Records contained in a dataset
- Opening Delimiter -
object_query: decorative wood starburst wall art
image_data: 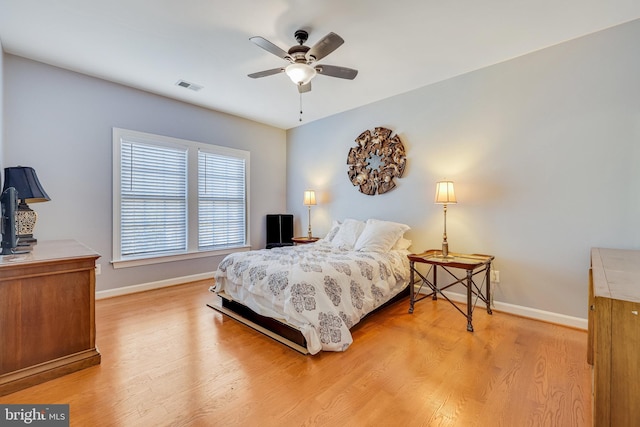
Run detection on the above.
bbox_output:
[346,127,407,195]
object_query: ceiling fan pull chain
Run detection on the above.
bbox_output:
[299,91,303,122]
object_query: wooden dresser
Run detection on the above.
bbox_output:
[588,247,640,426]
[0,240,101,396]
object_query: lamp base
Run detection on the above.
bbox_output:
[437,241,454,259]
[18,234,37,246]
[15,203,38,250]
[16,206,37,234]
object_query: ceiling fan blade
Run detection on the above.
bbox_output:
[249,36,291,61]
[315,65,358,80]
[307,32,344,61]
[298,82,311,93]
[248,68,284,78]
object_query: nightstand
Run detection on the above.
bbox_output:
[292,236,319,245]
[407,250,494,332]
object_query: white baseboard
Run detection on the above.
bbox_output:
[432,290,588,330]
[95,272,215,300]
[96,277,588,331]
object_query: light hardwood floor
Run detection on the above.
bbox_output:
[0,280,592,426]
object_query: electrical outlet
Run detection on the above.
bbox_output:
[491,270,500,283]
[95,263,101,275]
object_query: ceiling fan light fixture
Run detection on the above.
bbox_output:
[285,63,317,85]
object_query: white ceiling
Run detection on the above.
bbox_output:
[1,1,639,130]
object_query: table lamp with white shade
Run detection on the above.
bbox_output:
[434,180,457,258]
[303,190,316,239]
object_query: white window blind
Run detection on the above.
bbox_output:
[120,140,187,257]
[198,150,246,249]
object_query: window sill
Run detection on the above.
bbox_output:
[111,245,251,269]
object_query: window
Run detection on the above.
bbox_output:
[120,141,188,258]
[198,151,246,249]
[113,128,250,268]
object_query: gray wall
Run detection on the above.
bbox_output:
[286,19,640,319]
[3,55,287,292]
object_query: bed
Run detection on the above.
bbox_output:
[209,218,412,354]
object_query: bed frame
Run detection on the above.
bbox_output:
[207,286,410,354]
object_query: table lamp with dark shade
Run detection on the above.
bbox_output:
[2,166,51,245]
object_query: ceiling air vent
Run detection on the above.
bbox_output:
[175,80,203,92]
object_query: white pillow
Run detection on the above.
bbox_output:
[331,218,365,250]
[322,220,341,242]
[392,237,412,251]
[354,219,410,253]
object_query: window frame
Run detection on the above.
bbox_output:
[112,128,250,269]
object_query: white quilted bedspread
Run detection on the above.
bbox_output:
[212,241,410,354]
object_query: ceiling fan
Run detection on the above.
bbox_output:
[248,29,358,93]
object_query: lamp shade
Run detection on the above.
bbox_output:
- Closing Delimiter -
#### Task brief:
Leaving all pictures aside, quote each record exactly.

#### Task solution:
object_query: decorative wood starburst wall art
image_data: 
Run detection on the above.
bbox_output:
[346,127,407,195]
object_query: ceiling fan pull chain
Run detection on the above.
bbox_output:
[299,91,303,122]
object_query: wooden dresser
Run detection on the above.
bbox_output:
[588,247,640,426]
[0,240,101,396]
object_query: lamp base
Run detection on the above.
bbox_output:
[437,241,454,259]
[18,234,37,246]
[15,203,38,250]
[16,206,37,234]
object_query: ceiling fan blade
Run detection on the above.
bbox_output:
[249,36,291,61]
[315,65,358,80]
[307,32,344,61]
[298,82,311,93]
[248,68,284,78]
object_query: nightstand
Run detection on the above.
bbox_output:
[292,236,319,245]
[407,250,494,332]
object_query: white baseboard
Run detection on the above.
bbox_output:
[432,290,588,330]
[95,272,215,300]
[96,277,588,331]
object_query: light hardwood floor
Run detection on the above.
bbox_output:
[0,280,592,426]
object_query: electrical outlet
Run detection on the above.
bbox_output:
[491,270,500,283]
[95,263,101,275]
object_query: ceiling fan light fixture
Run detection on the above.
bbox_output:
[285,63,317,85]
object_query: white ceiling
Run detection on the above.
bbox_output:
[1,1,639,130]
object_query: table lamp with white shade
Run detection on the above.
bbox_output:
[434,180,457,258]
[303,190,316,239]
object_query: white window blind
Run detection on the above.
bbox_output:
[120,140,187,257]
[198,150,246,249]
object_query: window sill
Run detection on the above.
bbox_output:
[111,245,251,269]
object_query: window
Run detection on the above.
bbox_output:
[120,141,188,258]
[198,151,246,249]
[113,128,250,268]
object_query: gray wall
Run detection on the above.
bbox_output:
[286,19,640,319]
[3,55,287,292]
object_query: bed
Run detection on the above.
bbox_output:
[209,218,412,354]
object_query: bed frame
Run detection on the above.
bbox_output:
[207,286,410,354]
object_query: table lamp with dark shade
Run detection on the above.
bbox_output:
[2,166,51,245]
object_query: ceiling air vent
Run detection on the above.
bbox_output:
[175,80,203,92]
object_query: white pillow
Run detection on the above.
bbox_output:
[331,218,365,250]
[322,220,341,242]
[392,237,412,251]
[354,219,410,253]
object_query: window frame
Run detection on the above.
bbox_output:
[112,128,250,269]
object_query: white quilted bedspread
Run detection on the above.
bbox_output:
[212,241,410,354]
object_query: ceiling fan
Run detection on the above.
bbox_output:
[248,29,358,93]
object_query: lamp shade
Run detection on the above.
bbox_output:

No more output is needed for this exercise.